# start of SUPPLIED MATERIAL
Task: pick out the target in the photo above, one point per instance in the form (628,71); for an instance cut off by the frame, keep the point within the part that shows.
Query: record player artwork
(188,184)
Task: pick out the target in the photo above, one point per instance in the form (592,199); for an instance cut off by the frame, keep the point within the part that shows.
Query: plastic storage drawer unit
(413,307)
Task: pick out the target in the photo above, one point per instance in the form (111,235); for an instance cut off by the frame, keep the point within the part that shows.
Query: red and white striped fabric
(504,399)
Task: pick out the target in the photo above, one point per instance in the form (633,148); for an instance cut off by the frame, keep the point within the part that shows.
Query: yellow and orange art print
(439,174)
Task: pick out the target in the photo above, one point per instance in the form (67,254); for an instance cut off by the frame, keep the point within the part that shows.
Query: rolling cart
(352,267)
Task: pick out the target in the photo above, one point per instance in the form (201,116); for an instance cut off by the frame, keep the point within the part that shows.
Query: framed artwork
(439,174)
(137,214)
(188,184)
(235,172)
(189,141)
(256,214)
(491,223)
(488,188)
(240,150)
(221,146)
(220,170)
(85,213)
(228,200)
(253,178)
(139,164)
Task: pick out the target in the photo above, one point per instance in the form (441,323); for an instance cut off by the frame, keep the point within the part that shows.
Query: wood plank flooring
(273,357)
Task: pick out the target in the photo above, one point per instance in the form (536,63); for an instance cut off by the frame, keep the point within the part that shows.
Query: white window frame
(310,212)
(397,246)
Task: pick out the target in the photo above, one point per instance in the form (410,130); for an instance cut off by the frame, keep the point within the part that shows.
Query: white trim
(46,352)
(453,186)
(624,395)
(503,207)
# end of SUPPLIED MATERIAL
AIM OF THE TASK:
Retype all of the material above, keeping every line word for word.

RESPONSE FOR THIS EXERCISE:
Task: pick out the target in the photo above, one point per instance in the form (628,71); for an instance cut off by the frame, keep the point within the part that shows.
Query: record player artwork
(188,184)
Task: pick out the target in the photo above, one point per instance in the form (592,199); for an instance cut off by the frame, keep the point within the part that shows.
Query: plastic storage drawer unit
(413,307)
Task: pick out the target in the photo above, one point per instance in the form (111,235); for an instance cut off by the frame, keep the point within the part that shows.
Query: red and white striped fabric
(504,399)
Task: pick out the target in the photo above, one point per instance in the form (633,148); for an instance cut off by the frame, keep the point within the part that shows.
Query: yellow and orange art print
(439,174)
Task: pick out the target in the photo above, one point per instance in the form (67,254); for an instance cut off by the frame, keep the point within the part that shows.
Query: rolling cart
(352,267)
Task: pick out the target in the photo above, one point per instance in the form (201,116); for an instance cut off by the frame, keep the point within the part that shows.
Query: framed artwork
(439,174)
(137,214)
(188,184)
(235,172)
(189,141)
(256,214)
(491,223)
(488,188)
(240,150)
(221,146)
(220,170)
(85,213)
(228,200)
(253,178)
(139,164)
Task: pick out the target in the photo above, one point per instance in the form (441,323); for an instance cut off by the frame, keep the point within the part that shows.
Query: wood plank flooring
(273,357)
Task: pick out the target in the photo above, one point per instance in the form (536,63); for an instance cut off by the frame, keep the point within the part that shows.
Query: white window frame
(310,212)
(397,246)
Task: pick out the target in the photo above, one point per instance in the form (410,130); for an instance cut off by the frame, keep the point within the part that shows.
Query: white trim
(46,352)
(453,186)
(624,395)
(503,207)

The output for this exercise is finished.